RECORDS FOR PROCESSING ->
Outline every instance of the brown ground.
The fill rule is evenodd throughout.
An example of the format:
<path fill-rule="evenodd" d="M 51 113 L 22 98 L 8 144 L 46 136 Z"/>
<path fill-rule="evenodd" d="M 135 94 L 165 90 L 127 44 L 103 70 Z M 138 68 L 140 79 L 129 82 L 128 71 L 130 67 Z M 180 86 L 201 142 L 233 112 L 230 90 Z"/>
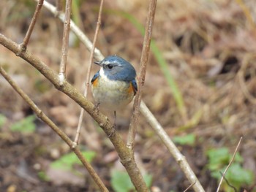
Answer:
<path fill-rule="evenodd" d="M 146 22 L 148 1 L 106 1 L 105 10 L 124 11 Z M 206 165 L 209 148 L 227 147 L 232 153 L 239 138 L 243 167 L 256 172 L 256 12 L 254 0 L 159 1 L 153 37 L 168 64 L 184 100 L 187 115 L 181 116 L 154 54 L 150 55 L 143 99 L 170 137 L 194 134 L 196 142 L 179 146 L 207 191 L 215 191 L 217 181 Z M 91 39 L 99 1 L 83 1 L 80 26 Z M 33 1 L 1 0 L 0 32 L 21 42 L 29 24 Z M 245 8 L 244 8 L 245 7 Z M 75 15 L 73 13 L 73 15 Z M 62 24 L 42 9 L 29 50 L 52 69 L 59 70 Z M 82 91 L 89 53 L 72 36 L 67 77 Z M 143 37 L 126 18 L 106 11 L 97 47 L 103 55 L 119 55 L 139 68 Z M 74 138 L 79 107 L 56 91 L 26 61 L 0 46 L 0 64 L 33 101 L 69 136 Z M 86 66 L 85 67 L 83 66 Z M 93 67 L 94 73 L 98 68 Z M 89 98 L 91 101 L 91 93 Z M 83 179 L 71 173 L 53 173 L 49 164 L 69 150 L 39 120 L 36 132 L 12 132 L 10 126 L 33 112 L 0 76 L 0 113 L 7 120 L 0 128 L 0 191 L 94 191 L 96 187 L 83 167 Z M 198 118 L 195 118 L 199 114 Z M 131 106 L 118 112 L 118 130 L 125 139 Z M 110 115 L 110 116 L 112 115 Z M 187 125 L 187 120 L 196 119 Z M 110 170 L 122 169 L 107 137 L 85 115 L 80 145 L 97 152 L 93 166 L 111 189 Z M 189 185 L 177 164 L 140 115 L 136 156 L 141 169 L 153 174 L 153 186 L 162 191 L 183 191 Z M 45 181 L 38 176 L 45 172 Z M 68 177 L 67 182 L 65 177 Z M 85 179 L 84 179 L 85 178 Z M 255 182 L 244 186 L 256 191 Z"/>

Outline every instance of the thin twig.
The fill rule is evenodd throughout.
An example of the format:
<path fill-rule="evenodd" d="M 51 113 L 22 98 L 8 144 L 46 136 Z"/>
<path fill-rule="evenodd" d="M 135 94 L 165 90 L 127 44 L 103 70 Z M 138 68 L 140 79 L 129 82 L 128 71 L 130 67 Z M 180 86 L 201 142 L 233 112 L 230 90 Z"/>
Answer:
<path fill-rule="evenodd" d="M 6 79 L 6 80 L 11 85 L 13 89 L 19 93 L 19 95 L 25 100 L 25 101 L 29 105 L 29 107 L 33 110 L 35 114 L 42 121 L 44 121 L 47 125 L 48 125 L 56 133 L 57 133 L 59 137 L 72 148 L 72 142 L 67 136 L 67 134 L 61 131 L 29 98 L 29 96 L 24 93 L 24 91 L 18 87 L 18 85 L 12 80 L 12 78 L 8 75 L 8 74 L 4 71 L 4 69 L 0 66 L 0 73 Z M 97 172 L 94 171 L 91 164 L 84 158 L 83 154 L 78 147 L 72 148 L 75 155 L 83 163 L 83 166 L 87 169 L 88 172 L 99 186 L 101 191 L 108 191 L 103 182 L 101 180 L 99 177 L 97 175 Z"/>
<path fill-rule="evenodd" d="M 86 89 L 85 89 L 84 93 L 83 93 L 83 95 L 85 97 L 87 96 L 88 90 L 89 90 L 89 85 L 90 85 L 90 75 L 91 75 L 91 66 L 92 66 L 92 62 L 93 62 L 93 59 L 94 59 L 94 50 L 95 50 L 96 41 L 97 41 L 97 38 L 98 37 L 98 34 L 99 34 L 99 28 L 100 28 L 100 25 L 101 25 L 103 3 L 104 3 L 104 0 L 102 0 L 100 2 L 100 5 L 99 5 L 98 20 L 97 23 L 97 27 L 96 27 L 96 30 L 95 30 L 94 41 L 92 43 L 92 48 L 91 48 L 91 54 L 90 54 L 89 64 L 88 65 L 88 70 L 87 70 L 87 75 L 86 75 Z M 78 128 L 77 128 L 76 135 L 75 135 L 75 141 L 74 141 L 74 147 L 78 144 L 79 136 L 80 136 L 80 133 L 81 131 L 83 114 L 84 114 L 84 110 L 81 107 L 81 110 L 80 110 L 80 116 L 79 116 Z"/>
<path fill-rule="evenodd" d="M 0 34 L 0 44 L 18 55 L 20 53 L 19 46 L 11 39 L 7 38 Z M 83 94 L 76 90 L 66 80 L 61 84 L 59 76 L 56 72 L 50 69 L 45 64 L 29 51 L 20 53 L 18 55 L 23 58 L 31 66 L 36 68 L 43 74 L 50 82 L 59 91 L 67 95 L 77 104 L 81 106 L 98 123 L 99 126 L 103 129 L 106 135 L 110 136 L 109 139 L 113 143 L 116 152 L 129 175 L 131 180 L 138 191 L 147 191 L 146 185 L 142 174 L 136 164 L 133 153 L 127 147 L 122 137 L 115 130 L 113 124 L 108 117 L 102 112 L 95 110 L 94 105 L 90 102 Z M 75 147 L 75 149 L 76 149 Z"/>
<path fill-rule="evenodd" d="M 220 179 L 220 181 L 219 181 L 219 186 L 218 186 L 218 188 L 217 190 L 217 192 L 218 192 L 219 191 L 219 188 L 220 188 L 220 185 L 222 185 L 222 183 L 223 181 L 223 178 L 225 177 L 225 175 L 226 174 L 227 172 L 227 169 L 230 168 L 230 166 L 231 166 L 233 161 L 234 161 L 235 159 L 235 156 L 236 156 L 236 152 L 237 150 L 238 150 L 238 147 L 239 147 L 239 145 L 240 145 L 240 143 L 241 143 L 241 141 L 243 139 L 243 137 L 241 137 L 240 138 L 240 140 L 238 142 L 238 144 L 237 145 L 236 147 L 236 150 L 235 150 L 235 152 L 233 154 L 233 156 L 232 156 L 232 158 L 231 158 L 231 161 L 228 164 L 227 168 L 225 169 L 223 174 L 222 174 L 222 178 Z"/>
<path fill-rule="evenodd" d="M 189 188 L 191 188 L 195 184 L 196 182 L 194 182 L 194 183 L 191 183 L 189 186 L 188 186 L 185 191 L 184 192 L 186 192 L 187 191 Z"/>
<path fill-rule="evenodd" d="M 56 14 L 57 11 L 56 8 L 48 2 L 45 1 L 44 7 L 48 10 L 50 10 L 53 15 Z M 64 22 L 64 14 L 60 13 L 59 15 L 58 15 L 58 17 L 62 22 Z M 78 39 L 85 45 L 86 48 L 89 51 L 91 51 L 92 47 L 91 42 L 72 20 L 70 23 L 70 28 L 78 36 Z M 100 50 L 97 48 L 94 51 L 94 58 L 98 61 L 101 61 L 104 58 L 104 56 L 101 53 Z M 148 110 L 148 108 L 143 102 L 140 104 L 140 111 L 146 118 L 146 119 L 150 123 L 151 126 L 152 126 L 153 129 L 156 131 L 157 134 L 159 137 L 161 141 L 168 149 L 170 153 L 175 158 L 176 162 L 181 166 L 181 170 L 183 171 L 190 183 L 194 183 L 195 182 L 196 182 L 196 184 L 193 185 L 193 189 L 195 190 L 195 191 L 204 191 L 199 180 L 197 180 L 195 173 L 192 170 L 189 164 L 187 162 L 186 158 L 184 158 L 182 154 L 181 154 L 176 146 L 170 140 L 168 135 L 161 126 L 160 123 L 157 121 L 154 115 L 151 113 L 151 112 Z"/>
<path fill-rule="evenodd" d="M 26 36 L 24 37 L 23 42 L 20 44 L 20 50 L 21 51 L 26 51 L 26 47 L 28 45 L 29 41 L 30 39 L 30 37 L 32 34 L 34 25 L 36 24 L 39 13 L 40 12 L 40 9 L 42 8 L 42 6 L 44 3 L 44 0 L 39 0 L 37 1 L 37 5 L 36 10 L 34 12 L 34 15 L 31 20 L 31 22 L 30 23 L 28 31 L 26 31 Z"/>
<path fill-rule="evenodd" d="M 219 172 L 220 174 L 222 176 L 223 176 L 223 174 L 222 173 L 222 172 Z M 232 188 L 235 192 L 237 192 L 237 189 L 233 186 L 229 182 L 228 180 L 226 179 L 226 177 L 225 176 L 223 176 L 223 179 L 225 180 L 225 181 L 227 183 L 227 185 L 230 186 L 230 188 Z"/>
<path fill-rule="evenodd" d="M 34 1 L 38 1 L 38 0 Z M 65 15 L 62 12 L 58 12 L 56 7 L 55 7 L 53 5 L 50 4 L 47 1 L 45 1 L 43 6 L 50 11 L 54 15 L 56 15 L 63 23 L 65 22 Z M 70 20 L 70 29 L 77 35 L 79 40 L 83 43 L 86 49 L 91 51 L 92 48 L 92 42 L 72 20 Z M 103 55 L 97 48 L 95 48 L 94 50 L 94 57 L 97 61 L 102 61 L 104 58 Z"/>
<path fill-rule="evenodd" d="M 57 10 L 61 11 L 62 10 L 62 0 L 56 0 L 56 8 Z"/>
<path fill-rule="evenodd" d="M 156 118 L 143 101 L 140 103 L 140 111 L 146 119 L 148 121 L 149 124 L 151 126 L 157 136 L 160 138 L 161 141 L 167 148 L 170 153 L 172 154 L 189 183 L 195 183 L 195 184 L 192 186 L 195 191 L 205 191 L 196 175 L 186 161 L 186 158 L 179 152 L 177 147 L 170 139 L 167 134 L 165 131 L 164 128 L 161 126 L 160 123 L 157 121 Z"/>
<path fill-rule="evenodd" d="M 154 15 L 157 7 L 157 0 L 151 0 L 149 2 L 149 7 L 148 12 L 147 21 L 145 28 L 145 36 L 143 42 L 143 47 L 142 50 L 141 58 L 140 58 L 140 67 L 138 80 L 138 91 L 135 98 L 133 104 L 133 112 L 131 118 L 131 123 L 129 124 L 128 139 L 127 139 L 127 147 L 133 150 L 134 141 L 136 134 L 136 125 L 140 115 L 140 105 L 141 101 L 141 96 L 143 93 L 143 88 L 145 82 L 145 76 L 146 72 L 146 67 L 148 64 L 148 54 L 150 50 L 150 42 L 151 41 L 153 24 Z"/>
<path fill-rule="evenodd" d="M 69 47 L 69 29 L 70 29 L 70 15 L 71 15 L 72 0 L 66 1 L 65 21 L 64 23 L 64 31 L 62 37 L 61 61 L 59 67 L 59 81 L 63 83 L 66 77 L 66 66 L 67 61 L 67 52 Z"/>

WHAT NEEDS TO BE DONE ->
Please pick out every line in the listing above that contains the word "Outline" and copy each of those lines in full.

WRITTEN RESPONSE ->
Outline every instance of the brown ground.
Outline every instance of the thin twig.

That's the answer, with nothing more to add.